>> START Exercise inputs

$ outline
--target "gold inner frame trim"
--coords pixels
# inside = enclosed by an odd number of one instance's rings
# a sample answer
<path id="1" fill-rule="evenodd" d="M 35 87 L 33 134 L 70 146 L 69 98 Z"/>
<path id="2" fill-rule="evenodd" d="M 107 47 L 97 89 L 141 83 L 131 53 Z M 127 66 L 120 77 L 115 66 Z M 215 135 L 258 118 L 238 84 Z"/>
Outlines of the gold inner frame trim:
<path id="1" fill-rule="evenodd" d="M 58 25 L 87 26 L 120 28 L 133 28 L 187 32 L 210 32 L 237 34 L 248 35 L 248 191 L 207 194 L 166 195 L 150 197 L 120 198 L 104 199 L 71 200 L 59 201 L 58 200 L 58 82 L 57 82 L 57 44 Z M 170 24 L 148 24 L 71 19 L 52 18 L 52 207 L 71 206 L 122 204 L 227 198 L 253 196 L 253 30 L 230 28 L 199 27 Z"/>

>> END Exercise inputs

* **Exercise instructions**
Collect every line of the items above that contains the word "frame", treating uppercase and lowercase letters as distinct.

* **Exercise output**
--target "gold inner frame trim"
Outlines of the gold inner frame trim:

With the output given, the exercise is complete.